WORK TO DO:
Copy the lines below, reproducing each one character for character.
===== INPUT DATA =====
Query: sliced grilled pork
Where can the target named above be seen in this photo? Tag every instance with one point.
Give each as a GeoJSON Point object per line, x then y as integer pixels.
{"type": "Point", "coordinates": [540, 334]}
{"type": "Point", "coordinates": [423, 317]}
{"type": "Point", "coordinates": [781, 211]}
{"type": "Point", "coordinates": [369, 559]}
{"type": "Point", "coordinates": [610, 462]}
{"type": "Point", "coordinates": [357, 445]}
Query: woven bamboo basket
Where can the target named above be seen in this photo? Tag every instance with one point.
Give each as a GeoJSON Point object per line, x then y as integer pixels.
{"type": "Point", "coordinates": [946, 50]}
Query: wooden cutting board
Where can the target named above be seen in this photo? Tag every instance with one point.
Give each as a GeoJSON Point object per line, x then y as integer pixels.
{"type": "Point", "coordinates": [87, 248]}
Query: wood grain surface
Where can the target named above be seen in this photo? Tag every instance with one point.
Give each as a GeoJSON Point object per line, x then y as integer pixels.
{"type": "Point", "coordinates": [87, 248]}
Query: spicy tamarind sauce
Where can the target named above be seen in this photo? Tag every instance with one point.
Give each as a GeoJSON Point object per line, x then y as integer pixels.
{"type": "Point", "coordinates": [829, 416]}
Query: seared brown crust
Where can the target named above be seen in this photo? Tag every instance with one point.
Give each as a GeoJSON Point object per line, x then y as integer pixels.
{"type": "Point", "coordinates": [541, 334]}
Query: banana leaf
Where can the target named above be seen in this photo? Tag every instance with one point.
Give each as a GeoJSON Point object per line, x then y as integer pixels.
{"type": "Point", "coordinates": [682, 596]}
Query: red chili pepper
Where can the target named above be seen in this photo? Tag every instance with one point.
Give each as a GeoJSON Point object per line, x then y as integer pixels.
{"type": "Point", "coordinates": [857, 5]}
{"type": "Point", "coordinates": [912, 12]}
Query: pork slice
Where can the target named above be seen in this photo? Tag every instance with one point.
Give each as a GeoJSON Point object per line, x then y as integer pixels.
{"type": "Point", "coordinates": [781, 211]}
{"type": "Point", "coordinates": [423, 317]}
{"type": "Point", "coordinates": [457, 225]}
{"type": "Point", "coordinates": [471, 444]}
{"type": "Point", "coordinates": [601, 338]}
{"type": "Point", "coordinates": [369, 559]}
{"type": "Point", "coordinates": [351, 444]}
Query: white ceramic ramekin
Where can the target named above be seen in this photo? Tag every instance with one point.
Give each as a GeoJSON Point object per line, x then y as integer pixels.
=====
THE RESPONSE:
Query: sliced grilled pork
Where can the target named above be seen in this photo? Tag every instance with one point.
Give each as a GeoJSON Point object per line, x then y as integer pixels.
{"type": "Point", "coordinates": [540, 334]}
{"type": "Point", "coordinates": [423, 317]}
{"type": "Point", "coordinates": [781, 211]}
{"type": "Point", "coordinates": [369, 559]}
{"type": "Point", "coordinates": [610, 462]}
{"type": "Point", "coordinates": [357, 445]}
Query: woven bamboo basket
Where can the target named above be seen in this photo? Tag every instance with one point.
Give each as a GeoJSON Point object per line, x then y as integer pixels.
{"type": "Point", "coordinates": [946, 50]}
Query: wooden cutting board
Where can the target named above be seen in this photo? Tag every instance with one point.
Give each as a GeoJSON Point object per line, x then y as integer pixels.
{"type": "Point", "coordinates": [87, 248]}
Query: wood grain surface
Where can the target named above be seen in this photo? Tag every instance with one point.
Give each as a GeoJSON Point object per line, x then y as integer pixels.
{"type": "Point", "coordinates": [87, 248]}
Query: spicy tamarind sauce
Where can the target named above be seen in this photo? Tag every instance with one point.
Give each as a GeoJSON Point object per line, x then y as integer pixels.
{"type": "Point", "coordinates": [829, 416]}
Query: seared brown crust
Where can the target named above be seen in this photo? Tag every instance with one point.
Give each as a GeoJSON Point object per line, x then y as integer pixels.
{"type": "Point", "coordinates": [541, 334]}
Query: banana leaf
Where can the target named above be seen in this photo? Tag every instance with one point.
Give each as a GeoJSON Point object per line, x then y as integer pixels.
{"type": "Point", "coordinates": [682, 596]}
Query: red chili pepper
Where can the target named above be seen in this photo? Tag every instance with one point.
Give each as a GeoJSON Point object per line, x then y as integer pixels.
{"type": "Point", "coordinates": [857, 5]}
{"type": "Point", "coordinates": [912, 12]}
Query: pork slice
Where can the target named above be seen in this photo? Tag every instance with one point.
Give each as a GeoJSON Point object per line, x then y as integer pixels.
{"type": "Point", "coordinates": [781, 211]}
{"type": "Point", "coordinates": [423, 317]}
{"type": "Point", "coordinates": [457, 225]}
{"type": "Point", "coordinates": [471, 444]}
{"type": "Point", "coordinates": [601, 338]}
{"type": "Point", "coordinates": [369, 559]}
{"type": "Point", "coordinates": [351, 444]}
Query: white ceramic ramekin
Where can the target named above be seen in this photo? Tag every instance with one point.
Give each as a GeoJSON Point object per line, x then y as integer pixels.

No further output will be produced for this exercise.